▶ [The records]
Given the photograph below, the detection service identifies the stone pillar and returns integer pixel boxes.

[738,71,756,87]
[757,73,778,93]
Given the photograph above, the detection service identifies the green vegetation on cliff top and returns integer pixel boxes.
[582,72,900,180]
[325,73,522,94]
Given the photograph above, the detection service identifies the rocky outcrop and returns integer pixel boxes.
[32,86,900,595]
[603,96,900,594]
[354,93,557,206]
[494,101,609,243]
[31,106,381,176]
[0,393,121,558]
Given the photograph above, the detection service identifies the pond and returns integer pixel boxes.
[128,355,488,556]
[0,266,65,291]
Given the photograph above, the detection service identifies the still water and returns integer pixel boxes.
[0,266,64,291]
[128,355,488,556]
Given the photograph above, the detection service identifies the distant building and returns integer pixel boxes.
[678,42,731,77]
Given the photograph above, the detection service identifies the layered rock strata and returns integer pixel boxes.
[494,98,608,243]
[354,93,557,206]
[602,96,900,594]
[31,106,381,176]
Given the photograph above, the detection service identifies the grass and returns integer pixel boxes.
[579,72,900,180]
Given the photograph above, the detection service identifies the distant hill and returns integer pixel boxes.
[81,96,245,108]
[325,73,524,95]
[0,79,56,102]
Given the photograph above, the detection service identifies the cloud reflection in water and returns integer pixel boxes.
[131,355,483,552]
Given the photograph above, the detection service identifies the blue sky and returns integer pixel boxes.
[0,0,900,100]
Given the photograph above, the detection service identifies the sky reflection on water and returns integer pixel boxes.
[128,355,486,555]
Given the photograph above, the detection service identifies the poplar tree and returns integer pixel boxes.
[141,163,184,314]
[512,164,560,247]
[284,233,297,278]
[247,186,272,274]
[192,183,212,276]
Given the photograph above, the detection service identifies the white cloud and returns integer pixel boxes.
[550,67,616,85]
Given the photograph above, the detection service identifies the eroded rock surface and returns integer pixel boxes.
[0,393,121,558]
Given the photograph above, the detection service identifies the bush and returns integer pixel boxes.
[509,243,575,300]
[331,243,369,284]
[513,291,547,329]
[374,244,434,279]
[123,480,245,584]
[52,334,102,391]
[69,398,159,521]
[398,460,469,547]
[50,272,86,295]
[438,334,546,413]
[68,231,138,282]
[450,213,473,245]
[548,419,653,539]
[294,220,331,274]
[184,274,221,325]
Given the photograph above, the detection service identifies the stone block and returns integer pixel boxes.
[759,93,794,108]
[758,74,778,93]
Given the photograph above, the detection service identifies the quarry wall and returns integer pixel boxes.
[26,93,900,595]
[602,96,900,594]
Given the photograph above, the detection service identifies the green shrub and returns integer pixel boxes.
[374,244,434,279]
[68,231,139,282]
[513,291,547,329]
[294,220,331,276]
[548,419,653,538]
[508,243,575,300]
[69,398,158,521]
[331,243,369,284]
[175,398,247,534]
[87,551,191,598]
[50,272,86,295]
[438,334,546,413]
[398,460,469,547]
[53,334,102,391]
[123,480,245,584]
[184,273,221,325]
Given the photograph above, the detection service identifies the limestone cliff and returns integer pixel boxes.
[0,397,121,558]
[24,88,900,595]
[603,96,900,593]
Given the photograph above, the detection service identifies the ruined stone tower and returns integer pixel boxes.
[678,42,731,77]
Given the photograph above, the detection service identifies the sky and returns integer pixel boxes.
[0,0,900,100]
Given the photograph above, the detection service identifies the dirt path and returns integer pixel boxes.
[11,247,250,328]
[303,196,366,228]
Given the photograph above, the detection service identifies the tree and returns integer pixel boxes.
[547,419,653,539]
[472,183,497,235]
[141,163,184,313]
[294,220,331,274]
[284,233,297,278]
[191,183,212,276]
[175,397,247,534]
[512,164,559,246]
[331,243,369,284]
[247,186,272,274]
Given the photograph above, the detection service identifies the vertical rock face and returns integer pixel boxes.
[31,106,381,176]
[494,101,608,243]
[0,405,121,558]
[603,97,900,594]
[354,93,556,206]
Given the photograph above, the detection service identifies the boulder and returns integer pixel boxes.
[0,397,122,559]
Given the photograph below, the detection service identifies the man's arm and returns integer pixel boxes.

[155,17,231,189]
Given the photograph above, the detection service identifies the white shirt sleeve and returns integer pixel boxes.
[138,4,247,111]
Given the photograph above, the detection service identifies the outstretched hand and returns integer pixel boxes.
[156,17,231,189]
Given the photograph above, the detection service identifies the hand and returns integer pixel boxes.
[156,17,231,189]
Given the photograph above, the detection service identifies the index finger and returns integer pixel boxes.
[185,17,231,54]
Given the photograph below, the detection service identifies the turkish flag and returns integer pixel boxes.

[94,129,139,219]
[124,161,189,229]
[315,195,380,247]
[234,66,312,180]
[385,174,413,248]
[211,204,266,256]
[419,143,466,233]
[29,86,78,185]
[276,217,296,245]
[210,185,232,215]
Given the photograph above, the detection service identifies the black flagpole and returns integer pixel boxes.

▶ [Problem to work on] Rewrite every line of the records above as a Markdown table with the columns "Row" and "Line," numbering each row and omitting blank lines.

▶ [Final result]
| Row | Line |
|---|---|
| 1 | Given the photograph below, the detection service identifies the stone pillar and returns integer pixel boxes. |
| 2 | [738,71,756,87] |
| 3 | [757,73,778,93] |
| 4 | Given the photograph above, the detection service identifies the green vegetation on cliff top and returns integer pixel boxes. |
| 5 | [582,72,900,180] |
| 6 | [325,73,522,94] |
| 7 | Given the photograph above, the detection service identifies the rocky outcrop and returns integer pixel boxes. |
| 8 | [32,86,900,595] |
| 9 | [603,96,900,594] |
| 10 | [354,93,557,206] |
| 11 | [494,101,609,243] |
| 12 | [31,106,381,176] |
| 13 | [0,393,121,558] |
| 14 | Given the photograph above, the detection service identifies the pond and returns integer pixel boxes. |
| 15 | [128,355,488,556] |
| 16 | [0,266,65,291] |
| 17 | Given the photograph above, the detection service identifies the still water and returns integer pixel boxes. |
| 18 | [0,266,64,291] |
| 19 | [128,355,488,556] |
| 20 | Given the photograph above, the detection service identifies the distant building and returns integer pixel boxes. |
| 21 | [678,42,731,77] |
| 22 | Given the photograph above, the detection service identifies the layered rock strata and returns integer pixel boxes. |
| 23 | [494,98,608,243] |
| 24 | [354,93,557,206] |
| 25 | [602,96,900,594] |
| 26 | [31,106,381,176] |
| 27 | Given the photograph above, the detection service identifies the grass and returns integer pixel boxes. |
| 28 | [579,72,900,180] |
| 29 | Given the photograph above, the detection service identifies the distant hill and returns integer pixel boxes. |
| 30 | [81,96,245,108] |
| 31 | [325,73,524,95] |
| 32 | [0,79,56,102] |
| 33 | Given the photograph above, the detection service identifies the cloud reflection in water and returns integer pixel boxes. |
| 34 | [131,355,483,552] |
| 35 | Given the photograph above, the detection service identifies the blue sky and returns integer pixel boxes. |
| 36 | [0,0,900,100] |
| 37 | Given the photograph above, the detection service identifies the sky reflection on water and returns integer pixel boxes. |
| 38 | [128,355,486,555] |
| 39 | Given the photograph above, the detection service identifies the poplar tree and returns integer pixel boxes. |
| 40 | [141,163,184,314] |
| 41 | [512,164,560,247] |
| 42 | [284,233,297,278] |
| 43 | [247,186,272,274] |
| 44 | [192,183,212,276] |
| 45 | Given the photograph above, the detection service identifies the white cloud and returns integer pixel boxes. |
| 46 | [550,67,616,85] |
| 47 | Given the photograph above, the detection service identifies the eroded rock surface and returns integer pixel boxes. |
| 48 | [0,393,121,558] |
| 49 | Given the photograph above, the detection service identifies the bush and returns integer pixel boxes. |
| 50 | [509,243,575,300] |
| 51 | [331,243,369,284] |
| 52 | [513,291,547,329] |
| 53 | [374,244,434,279] |
| 54 | [123,480,245,584] |
| 55 | [52,334,102,391] |
| 56 | [69,398,159,521] |
| 57 | [398,460,469,547] |
| 58 | [50,272,86,295] |
| 59 | [438,334,546,413] |
| 60 | [68,231,138,282] |
| 61 | [450,213,473,245] |
| 62 | [548,419,653,539] |
| 63 | [294,220,331,274] |
| 64 | [184,274,221,325] |
| 65 | Given the photograph above, the detection service identifies the stone block and returns integer pixel boxes. |
| 66 | [759,93,794,108] |
| 67 | [758,74,778,93] |
| 68 | Given the photograph above, the detection service identifies the quarry wall and returns integer pixel boxes. |
| 69 | [26,93,900,595] |
| 70 | [602,96,900,594] |
| 71 | Given the photograph above, the detection service identifies the green shrub and returns integer pixel boxes. |
| 72 | [374,244,434,279] |
| 73 | [68,231,139,282] |
| 74 | [513,291,547,329] |
| 75 | [294,220,331,276] |
| 76 | [548,419,653,538] |
| 77 | [508,243,575,300] |
| 78 | [69,398,158,521] |
| 79 | [331,243,369,284] |
| 80 | [175,398,247,534] |
| 81 | [87,551,191,598] |
| 82 | [50,272,86,295] |
| 83 | [438,334,546,413] |
| 84 | [398,460,469,547] |
| 85 | [53,334,102,391] |
| 86 | [123,480,245,584] |
| 87 | [184,273,221,325] |
| 88 | Given the photograph above, the detection service identifies the limestone cliff and returns integer pixel boxes. |
| 89 | [0,397,121,558] |
| 90 | [24,88,900,595] |
| 91 | [603,96,900,593] |
| 92 | Given the photograph above, the detection service identifies the ruined stone tower and returns integer pixel boxes. |
| 93 | [678,42,731,77] |
| 94 | Given the photograph above, the detection service identifies the sky and returns integer pixel boxes. |
| 95 | [0,0,900,100] |
| 96 | Given the photograph above, the detection service identifies the dirt path and returns integer pixel boxes. |
| 97 | [11,247,250,328] |
| 98 | [303,196,366,228] |
| 99 | Given the photograph above, the detection service identifies the tree and returns integer pixel boxes. |
| 100 | [547,419,653,539] |
| 101 | [472,183,497,235] |
| 102 | [141,163,184,313] |
| 103 | [294,220,331,274] |
| 104 | [284,233,297,278] |
| 105 | [191,183,212,276] |
| 106 | [175,397,247,534] |
| 107 | [512,164,559,246] |
| 108 | [331,243,369,284] |
| 109 | [247,186,272,274] |
| 110 | Given the photograph above, the detection service identifies the vertical rock face and returns integer pixel boxes. |
| 111 | [31,106,381,176] |
| 112 | [494,101,608,243] |
| 113 | [0,405,121,558] |
| 114 | [603,97,900,594] |
| 115 | [354,93,556,206] |
| 116 | Given the photograph above, the detection service identifies the boulder and returns integer pixel boxes. |
| 117 | [0,397,122,559] |
| 118 | Given the photograph below, the detection service identifies the man's arm and returns integer pixel boxes. |
| 119 | [155,17,231,189] |
| 120 | Given the photograph above, the detection service identifies the white shirt sleeve and returns integer pixel boxes. |
| 121 | [138,4,247,111] |
| 122 | Given the photograph above, the detection service identifies the outstretched hand and returns integer pixel boxes. |
| 123 | [156,17,231,189] |
| 124 | Given the photograph above, the detection service identifies the hand and returns integer pixel boxes. |
| 125 | [156,17,231,189] |
| 126 | Given the photograph above, the detection service identifies the index finger and returns integer pixel boxes. |
| 127 | [185,17,231,54] |
| 128 | Given the photograph below, the detection service identifies the turkish flag and returns integer pixel boxes. |
| 129 | [94,129,139,219] |
| 130 | [124,161,189,229] |
| 131 | [315,195,380,247] |
| 132 | [234,66,312,180] |
| 133 | [385,174,413,248] |
| 134 | [211,204,266,256] |
| 135 | [419,143,466,233] |
| 136 | [29,86,78,185] |
| 137 | [276,217,296,245] |
| 138 | [210,185,232,215] |
| 139 | Given the photograph above, the detection service identifies the black flagpole and returns integer pixel boxes. |